*Goal of the exercise*.
Produce a verbatim transcription of the records below, beginning at the line containing "Tag one point on every instance of the man's thumb" and ending at the final line; include only those lines.

*Records to use*.
====

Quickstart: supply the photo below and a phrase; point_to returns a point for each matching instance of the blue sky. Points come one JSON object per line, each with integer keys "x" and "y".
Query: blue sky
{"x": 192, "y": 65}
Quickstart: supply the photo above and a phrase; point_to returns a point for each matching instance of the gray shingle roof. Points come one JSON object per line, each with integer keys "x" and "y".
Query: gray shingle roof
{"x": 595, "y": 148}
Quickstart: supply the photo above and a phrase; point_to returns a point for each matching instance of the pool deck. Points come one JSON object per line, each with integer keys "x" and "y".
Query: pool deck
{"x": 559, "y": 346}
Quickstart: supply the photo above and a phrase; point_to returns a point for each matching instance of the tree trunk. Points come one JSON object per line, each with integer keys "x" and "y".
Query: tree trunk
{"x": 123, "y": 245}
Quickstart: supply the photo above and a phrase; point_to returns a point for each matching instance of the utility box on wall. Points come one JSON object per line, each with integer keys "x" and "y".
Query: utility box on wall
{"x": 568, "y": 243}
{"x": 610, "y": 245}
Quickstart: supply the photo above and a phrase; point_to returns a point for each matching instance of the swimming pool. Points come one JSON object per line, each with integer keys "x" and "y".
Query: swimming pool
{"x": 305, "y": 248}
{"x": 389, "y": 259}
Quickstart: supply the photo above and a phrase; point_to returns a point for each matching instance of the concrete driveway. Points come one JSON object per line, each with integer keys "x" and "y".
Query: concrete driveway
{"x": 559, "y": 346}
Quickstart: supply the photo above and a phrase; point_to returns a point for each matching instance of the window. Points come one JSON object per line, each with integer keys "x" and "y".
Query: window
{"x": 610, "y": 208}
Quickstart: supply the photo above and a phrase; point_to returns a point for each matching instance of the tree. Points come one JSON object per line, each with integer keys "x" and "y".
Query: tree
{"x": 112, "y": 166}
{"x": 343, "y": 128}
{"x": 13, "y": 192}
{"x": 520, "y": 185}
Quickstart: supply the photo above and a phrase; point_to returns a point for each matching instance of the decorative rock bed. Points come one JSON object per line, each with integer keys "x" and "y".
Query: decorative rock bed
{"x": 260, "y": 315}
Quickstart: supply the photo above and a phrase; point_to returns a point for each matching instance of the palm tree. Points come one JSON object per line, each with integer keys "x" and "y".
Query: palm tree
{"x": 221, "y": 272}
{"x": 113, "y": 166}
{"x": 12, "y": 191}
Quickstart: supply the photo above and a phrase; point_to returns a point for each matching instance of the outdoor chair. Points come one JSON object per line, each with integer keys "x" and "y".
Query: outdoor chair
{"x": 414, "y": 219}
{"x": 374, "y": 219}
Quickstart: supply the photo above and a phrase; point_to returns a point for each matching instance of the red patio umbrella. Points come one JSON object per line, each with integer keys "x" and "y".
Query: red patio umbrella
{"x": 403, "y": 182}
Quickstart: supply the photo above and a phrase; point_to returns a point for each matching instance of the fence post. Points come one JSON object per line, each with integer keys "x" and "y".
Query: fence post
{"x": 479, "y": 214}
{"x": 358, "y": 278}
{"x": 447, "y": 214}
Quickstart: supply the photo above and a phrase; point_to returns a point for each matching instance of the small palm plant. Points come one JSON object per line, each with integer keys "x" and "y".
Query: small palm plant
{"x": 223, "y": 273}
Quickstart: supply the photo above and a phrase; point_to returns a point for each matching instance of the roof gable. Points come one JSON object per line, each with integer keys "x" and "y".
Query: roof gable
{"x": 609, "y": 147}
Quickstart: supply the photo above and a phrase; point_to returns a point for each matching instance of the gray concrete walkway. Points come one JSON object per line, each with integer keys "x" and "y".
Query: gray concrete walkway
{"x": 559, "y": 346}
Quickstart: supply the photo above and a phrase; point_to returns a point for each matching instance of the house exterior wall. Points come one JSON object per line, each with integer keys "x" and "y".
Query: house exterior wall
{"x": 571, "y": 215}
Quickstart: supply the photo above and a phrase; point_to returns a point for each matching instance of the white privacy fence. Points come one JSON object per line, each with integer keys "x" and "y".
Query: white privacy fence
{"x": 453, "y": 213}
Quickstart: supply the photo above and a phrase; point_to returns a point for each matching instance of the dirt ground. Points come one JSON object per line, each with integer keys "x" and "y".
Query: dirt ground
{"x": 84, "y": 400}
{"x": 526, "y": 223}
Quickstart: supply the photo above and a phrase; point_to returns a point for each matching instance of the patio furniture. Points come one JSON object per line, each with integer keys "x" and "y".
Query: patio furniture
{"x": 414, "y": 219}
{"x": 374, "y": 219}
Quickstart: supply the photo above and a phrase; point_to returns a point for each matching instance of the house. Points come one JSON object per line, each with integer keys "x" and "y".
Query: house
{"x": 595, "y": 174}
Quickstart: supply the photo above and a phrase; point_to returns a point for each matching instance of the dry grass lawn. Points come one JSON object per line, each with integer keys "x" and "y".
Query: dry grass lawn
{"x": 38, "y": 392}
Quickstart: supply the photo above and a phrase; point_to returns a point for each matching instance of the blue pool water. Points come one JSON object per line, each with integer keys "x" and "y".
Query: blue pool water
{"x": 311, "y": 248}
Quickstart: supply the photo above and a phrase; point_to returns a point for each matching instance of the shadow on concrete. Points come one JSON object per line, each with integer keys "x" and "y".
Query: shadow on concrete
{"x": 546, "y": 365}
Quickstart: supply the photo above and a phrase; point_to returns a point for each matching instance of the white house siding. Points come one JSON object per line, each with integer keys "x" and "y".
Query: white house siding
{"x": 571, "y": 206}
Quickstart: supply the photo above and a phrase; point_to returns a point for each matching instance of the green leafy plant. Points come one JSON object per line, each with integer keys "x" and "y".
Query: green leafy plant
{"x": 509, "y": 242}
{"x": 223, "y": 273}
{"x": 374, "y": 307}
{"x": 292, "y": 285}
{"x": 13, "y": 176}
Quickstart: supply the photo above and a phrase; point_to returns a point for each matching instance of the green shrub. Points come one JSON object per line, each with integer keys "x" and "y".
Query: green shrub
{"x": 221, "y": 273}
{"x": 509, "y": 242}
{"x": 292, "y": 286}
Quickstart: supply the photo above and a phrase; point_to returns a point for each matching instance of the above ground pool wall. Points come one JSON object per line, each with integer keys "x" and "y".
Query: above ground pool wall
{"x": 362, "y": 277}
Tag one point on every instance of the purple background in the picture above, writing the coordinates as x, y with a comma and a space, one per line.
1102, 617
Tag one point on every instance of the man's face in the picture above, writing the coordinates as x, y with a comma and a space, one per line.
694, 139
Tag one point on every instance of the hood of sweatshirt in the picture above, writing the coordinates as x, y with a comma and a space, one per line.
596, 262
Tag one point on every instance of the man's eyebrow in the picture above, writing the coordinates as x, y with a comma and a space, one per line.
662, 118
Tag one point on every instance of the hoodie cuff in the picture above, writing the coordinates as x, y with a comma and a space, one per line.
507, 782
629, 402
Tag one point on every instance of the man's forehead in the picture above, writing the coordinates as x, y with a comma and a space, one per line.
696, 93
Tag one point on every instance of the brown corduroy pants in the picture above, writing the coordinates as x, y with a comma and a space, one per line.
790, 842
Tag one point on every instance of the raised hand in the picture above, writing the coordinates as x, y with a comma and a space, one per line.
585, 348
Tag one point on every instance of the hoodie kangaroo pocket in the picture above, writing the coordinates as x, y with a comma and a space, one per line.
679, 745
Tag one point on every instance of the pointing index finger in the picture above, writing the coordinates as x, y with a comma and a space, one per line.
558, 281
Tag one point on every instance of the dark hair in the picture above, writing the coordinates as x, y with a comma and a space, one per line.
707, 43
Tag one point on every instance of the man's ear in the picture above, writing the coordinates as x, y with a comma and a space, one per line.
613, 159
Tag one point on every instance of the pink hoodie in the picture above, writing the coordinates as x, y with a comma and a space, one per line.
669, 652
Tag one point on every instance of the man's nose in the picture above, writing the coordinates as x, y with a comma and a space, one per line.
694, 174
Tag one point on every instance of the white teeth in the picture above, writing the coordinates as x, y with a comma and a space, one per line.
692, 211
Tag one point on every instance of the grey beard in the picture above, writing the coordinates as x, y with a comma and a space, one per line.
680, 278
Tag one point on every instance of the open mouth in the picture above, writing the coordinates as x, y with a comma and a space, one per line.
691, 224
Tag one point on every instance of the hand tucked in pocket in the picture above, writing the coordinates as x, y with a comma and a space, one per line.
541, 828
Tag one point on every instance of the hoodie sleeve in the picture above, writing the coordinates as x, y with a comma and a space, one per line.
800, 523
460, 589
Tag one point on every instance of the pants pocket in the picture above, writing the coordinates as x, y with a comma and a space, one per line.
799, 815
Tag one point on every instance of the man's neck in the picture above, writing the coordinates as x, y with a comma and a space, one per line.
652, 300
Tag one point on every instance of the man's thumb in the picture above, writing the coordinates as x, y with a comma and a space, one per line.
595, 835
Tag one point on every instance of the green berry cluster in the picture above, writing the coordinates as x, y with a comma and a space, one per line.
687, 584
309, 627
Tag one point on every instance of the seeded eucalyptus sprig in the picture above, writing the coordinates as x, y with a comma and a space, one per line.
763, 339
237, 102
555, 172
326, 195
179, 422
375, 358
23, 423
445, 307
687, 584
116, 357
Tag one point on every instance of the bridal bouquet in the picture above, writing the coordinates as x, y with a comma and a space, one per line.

====

*Task output*.
Tag one point on every instance of the man's thumb in the picture above, writing the coordinates as x, y with a comma and a space, one per line.
595, 835
Tag one point on every instance of the green berry cluster in the picture above, writing the coordinates as x, y with a comma and a space, one per line.
687, 584
309, 627
Tag one point on every instance of the seeded eucalyptus sprig in the picture above, writing the coordinates as x, y with a comma and a space, one per line.
763, 339
237, 102
555, 172
326, 195
179, 422
375, 358
23, 423
445, 307
687, 584
116, 357
Tag one point on every instance of the bridal bouquet in the picture above, writing the coordinates as x, y with a comma and a space, one per line.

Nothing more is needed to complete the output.